> [抜粋]:
────────────────────

社会性が身につくので、将来ニートにならないよね、なんて言われます(笑)。

昔の商店街みたいに、お母さんがおんぶひもしながらお店に出て、そのうち子供もお客さんとも仲良くなって、あいさつできるような環境になっていく。その現代版みたいですね。

そんな感じです。

さすがにショップだと、赤ちゃんを抱っこして接客して、ちょっとぐずりそうだったらバックヤードに戻るんですか?

いや、戻らないです。そこは授乳服を着ていますから、その場で授乳です。泣く前に飲ませちゃう。

産休・育休後のスムーズな職場復帰にも

子連れ出勤のために会社に用意したものはありますか?

お布団くらいで、ほかは特にないですね。ハード面は基本、いらないと思います。布団がなければベビーカーで寝かせたり、それもなければ抱っこひもと授乳服があればできますから。それよりやり方、ソフトですよね。

────────────────────

[保存された項目]
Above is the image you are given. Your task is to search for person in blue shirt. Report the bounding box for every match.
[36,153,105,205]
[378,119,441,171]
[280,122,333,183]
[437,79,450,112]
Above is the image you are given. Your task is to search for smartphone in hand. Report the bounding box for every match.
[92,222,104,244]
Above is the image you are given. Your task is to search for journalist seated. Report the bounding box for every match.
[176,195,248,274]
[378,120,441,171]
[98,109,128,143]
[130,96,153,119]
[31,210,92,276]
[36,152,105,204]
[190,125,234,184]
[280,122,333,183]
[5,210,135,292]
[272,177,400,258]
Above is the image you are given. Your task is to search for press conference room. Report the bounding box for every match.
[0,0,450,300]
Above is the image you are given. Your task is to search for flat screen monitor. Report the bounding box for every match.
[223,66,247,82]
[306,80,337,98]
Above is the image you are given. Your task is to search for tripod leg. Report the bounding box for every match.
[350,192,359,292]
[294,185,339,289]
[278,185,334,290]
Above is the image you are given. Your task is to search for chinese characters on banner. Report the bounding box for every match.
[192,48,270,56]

────────────────────

子連れ出勤についての抜粋を、「社会性が身につくので、将来ニートにならないよね、なんて言われます(笑)。」を含む語句から書き始め、「子連れ出勤のために会社に用意したものはありますか?」まで一字一句変えずに書き写しなさい。 抜粋だけを根拠にして取り組むこと。

> [完成解答]:
社会性が身につくので、将来ニートにならないよね、なんて言われます(笑)。

昔の商店街みたいに、お母さんがおんぶひもしながらお店に出て、そのうち子供もお客さんとも仲良くなって、あいさつできるような環境になっていく。その現代版みたいですね。

そんな感じです。

さすがにショップだと、赤ちゃんを抱っこして接客して、ちょっとぐずりそうだったらバックヤードに戻るんですか?

いや、戻らないです。そこは授乳服を着ていますから、その場で授乳です。泣く前に飲ませちゃう。

産休・育休後のスムーズな職場復帰にも

子連れ出勤のために会社に用意したものはありますか?